• [Try it]: Please restate the data that follows, leaving every word in place.
=== Data extracts ===
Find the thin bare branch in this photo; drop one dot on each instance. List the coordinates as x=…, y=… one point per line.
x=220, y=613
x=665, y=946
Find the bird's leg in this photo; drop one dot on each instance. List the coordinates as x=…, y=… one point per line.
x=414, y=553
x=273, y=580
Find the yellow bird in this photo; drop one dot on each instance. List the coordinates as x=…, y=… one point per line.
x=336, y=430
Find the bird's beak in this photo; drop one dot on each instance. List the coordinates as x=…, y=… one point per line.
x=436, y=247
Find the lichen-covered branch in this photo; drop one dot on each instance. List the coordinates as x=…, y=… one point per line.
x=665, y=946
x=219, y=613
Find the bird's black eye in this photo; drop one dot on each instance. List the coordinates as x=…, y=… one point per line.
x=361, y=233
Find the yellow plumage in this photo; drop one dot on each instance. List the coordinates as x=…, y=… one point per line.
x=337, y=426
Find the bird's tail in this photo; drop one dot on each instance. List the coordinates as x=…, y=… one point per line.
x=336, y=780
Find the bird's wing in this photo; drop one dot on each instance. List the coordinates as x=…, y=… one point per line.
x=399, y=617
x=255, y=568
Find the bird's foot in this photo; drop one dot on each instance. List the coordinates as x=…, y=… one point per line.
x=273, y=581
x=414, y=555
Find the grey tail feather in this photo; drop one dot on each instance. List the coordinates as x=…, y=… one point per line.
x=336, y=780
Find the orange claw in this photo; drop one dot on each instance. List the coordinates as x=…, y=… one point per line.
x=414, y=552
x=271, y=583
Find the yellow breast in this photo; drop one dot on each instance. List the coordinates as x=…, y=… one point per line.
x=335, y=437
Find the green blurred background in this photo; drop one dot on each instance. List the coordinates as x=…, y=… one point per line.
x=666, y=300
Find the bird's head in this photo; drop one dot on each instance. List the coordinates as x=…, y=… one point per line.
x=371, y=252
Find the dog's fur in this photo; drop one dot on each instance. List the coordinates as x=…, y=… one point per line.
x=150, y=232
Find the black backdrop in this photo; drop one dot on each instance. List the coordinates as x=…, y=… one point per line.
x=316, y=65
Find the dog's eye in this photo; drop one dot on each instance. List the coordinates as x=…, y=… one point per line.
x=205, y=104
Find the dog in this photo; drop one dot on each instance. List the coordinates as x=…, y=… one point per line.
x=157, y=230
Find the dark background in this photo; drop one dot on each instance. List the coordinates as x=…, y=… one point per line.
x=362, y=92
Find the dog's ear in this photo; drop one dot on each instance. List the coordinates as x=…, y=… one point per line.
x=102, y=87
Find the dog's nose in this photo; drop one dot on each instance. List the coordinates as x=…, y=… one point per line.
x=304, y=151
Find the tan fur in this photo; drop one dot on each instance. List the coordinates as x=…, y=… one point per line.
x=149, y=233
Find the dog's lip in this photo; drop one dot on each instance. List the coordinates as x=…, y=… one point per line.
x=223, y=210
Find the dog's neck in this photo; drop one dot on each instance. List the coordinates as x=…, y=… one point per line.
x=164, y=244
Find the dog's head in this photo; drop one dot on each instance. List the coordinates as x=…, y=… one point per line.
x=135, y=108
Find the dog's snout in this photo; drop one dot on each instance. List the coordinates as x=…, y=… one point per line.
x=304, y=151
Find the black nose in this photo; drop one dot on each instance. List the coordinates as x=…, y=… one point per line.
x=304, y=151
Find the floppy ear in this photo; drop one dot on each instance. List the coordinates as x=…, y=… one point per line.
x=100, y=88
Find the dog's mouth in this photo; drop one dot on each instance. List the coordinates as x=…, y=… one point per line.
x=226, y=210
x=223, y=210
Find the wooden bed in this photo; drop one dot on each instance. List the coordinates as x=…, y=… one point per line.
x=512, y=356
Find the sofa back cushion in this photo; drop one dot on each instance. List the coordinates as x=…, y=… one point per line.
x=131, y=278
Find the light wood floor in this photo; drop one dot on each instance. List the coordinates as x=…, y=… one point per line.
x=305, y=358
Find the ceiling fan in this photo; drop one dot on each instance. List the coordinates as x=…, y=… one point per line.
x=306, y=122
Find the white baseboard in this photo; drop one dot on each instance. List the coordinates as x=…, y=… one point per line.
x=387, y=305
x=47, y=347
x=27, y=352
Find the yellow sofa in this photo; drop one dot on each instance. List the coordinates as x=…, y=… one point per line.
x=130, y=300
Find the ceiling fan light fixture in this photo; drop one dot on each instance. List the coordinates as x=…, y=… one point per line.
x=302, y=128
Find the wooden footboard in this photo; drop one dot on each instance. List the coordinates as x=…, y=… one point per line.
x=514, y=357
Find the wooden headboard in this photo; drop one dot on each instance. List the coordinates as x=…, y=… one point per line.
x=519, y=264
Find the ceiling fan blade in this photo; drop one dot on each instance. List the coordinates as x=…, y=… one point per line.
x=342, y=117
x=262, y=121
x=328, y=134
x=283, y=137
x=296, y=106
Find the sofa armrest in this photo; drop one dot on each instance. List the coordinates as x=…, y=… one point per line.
===
• [Result]:
Find the thin bare branch in this photo; drop one dot on each instance. List the coordinates as x=…, y=… one point per line.
x=220, y=613
x=665, y=946
Find the bird's leg in this photo; drop one dot on each instance. List the coordinates as x=…, y=… one point per line.
x=414, y=553
x=273, y=580
Find the yellow bird in this photo; drop one dot on each instance. List the coordinates as x=…, y=… one point per line.
x=336, y=430
Find the bird's beak in this photo; drop one dot on each instance. List the coordinates as x=…, y=… one point per line.
x=436, y=247
Find the lichen-covered branch in this photo; drop one dot on each instance. List the coordinates as x=…, y=… one point per line.
x=665, y=946
x=219, y=613
Find the bird's black eye in this photo; drop one dot on each instance. List the coordinates as x=…, y=… one point per line.
x=361, y=233
Find the yellow plumage in this photo; drop one dot on each instance. List the coordinates as x=…, y=… one point per line.
x=337, y=426
Find the bird's tail in this photo; drop one dot on each instance. List the coordinates as x=…, y=… one point per line.
x=336, y=780
Find the bird's wing in this photo; drop one dot on each instance. List the coordinates as x=…, y=… one point per line.
x=399, y=617
x=255, y=568
Find the bird's foot in this photo; drop one dot on each instance. List the coordinates as x=…, y=… one point per line.
x=273, y=581
x=414, y=555
Find the grey tail feather in this photo; drop one dot on each instance. List the coordinates as x=…, y=… one point per line.
x=336, y=780
Find the orange claw in this photo; drop one dot on each instance. List the coordinates as x=…, y=… one point per line.
x=414, y=552
x=271, y=583
Find the yellow breast in this photo; drop one dot on each instance. List the coordinates as x=…, y=… one point per line.
x=335, y=437
Find the green blurred background in this photo; drop one dot on each instance. List the coordinates as x=…, y=… one point per line.
x=666, y=300
Find the bird's head in this photo; drop one dot on each instance. List the coordinates as x=…, y=… one point per line.
x=371, y=252
Find the dog's fur in this photo; drop one dot on each instance. List the coordinates as x=…, y=… one point per line.
x=150, y=232
Find the black backdrop in this photo; drop one dot on each instance. List the coordinates as x=…, y=… one point per line.
x=316, y=65
Find the dog's eye in this photo; drop one dot on each instance. List the coordinates as x=…, y=… one point per line.
x=205, y=104
Find the dog in this photo; drop one dot on each instance. List the coordinates as x=…, y=… one point per line.
x=157, y=230
Find the dark background in this photo; drop one dot on each instance. List the coordinates as x=…, y=… one point per line.
x=362, y=92
Find the dog's ear in this photo; drop one dot on each instance. List the coordinates as x=…, y=… one point per line.
x=102, y=87
Find the dog's nose in this photo; drop one dot on each instance. List the coordinates as x=…, y=… one point per line.
x=304, y=151
Find the tan fur in this photo; drop one dot on each instance. List the coordinates as x=…, y=… one point per line.
x=149, y=233
Find the dog's lip in this photo; drop one dot on each instance. List the coordinates as x=…, y=… one point per line.
x=223, y=210
Find the dog's neck in this photo; drop one dot on each instance. List the coordinates as x=…, y=… one point per line.
x=164, y=244
Find the dog's head in this photo; drop one dot on each instance. List the coordinates as x=…, y=… one point per line.
x=135, y=108
Find the dog's snout in this photo; drop one dot on each instance. List the coordinates as x=…, y=… one point per line.
x=304, y=151
Find the black nose in this photo; drop one dot on each instance. List the coordinates as x=…, y=… one point per line.
x=304, y=151
Find the floppy ear in this photo; drop one dot on each instance. List the coordinates as x=…, y=… one point per line.
x=100, y=88
Find the dog's mouth in this photo; drop one dot on each instance. List the coordinates as x=…, y=… one point per line.
x=226, y=210
x=223, y=210
Find the wooden bed in this photo; drop one dot on each instance. List the coordinates as x=…, y=… one point per line.
x=512, y=356
Find the sofa back cushion in this photo; drop one dot on each instance. List the coordinates as x=…, y=… one point per line.
x=131, y=278
Find the light wood floor in this photo; drop one dot on each instance. List the coordinates as x=…, y=… one point per line.
x=305, y=358
Find the ceiling fan in this photo; drop one dot on each instance. List the coordinates as x=…, y=… one point per line.
x=306, y=122
Find the white baseboard in this photo; drop one dot on each instance. List the coordinates as x=…, y=… one point per line.
x=387, y=305
x=47, y=347
x=27, y=352
Find the yellow sofa in this photo; drop one dot on each instance. List the coordinates as x=…, y=… one point per line.
x=130, y=300
Find the ceiling fan light fixture in this photo; drop one dot on each instance. List the coordinates as x=…, y=… one point per line.
x=302, y=128
Find the wooden footboard in this photo; drop one dot on each instance. List the coordinates as x=…, y=… one point per line.
x=514, y=357
Find the wooden headboard in this photo; drop one dot on each instance. List the coordinates as x=…, y=… one point per line.
x=519, y=264
Find the ceiling fan blade in this photo; drop one dot on each instance. List the coordinates as x=…, y=… one point per line.
x=342, y=117
x=262, y=121
x=328, y=134
x=283, y=137
x=296, y=106
Find the sofa armrest in this photo; drop one dot on each instance. List the coordinates as x=…, y=… one point per line.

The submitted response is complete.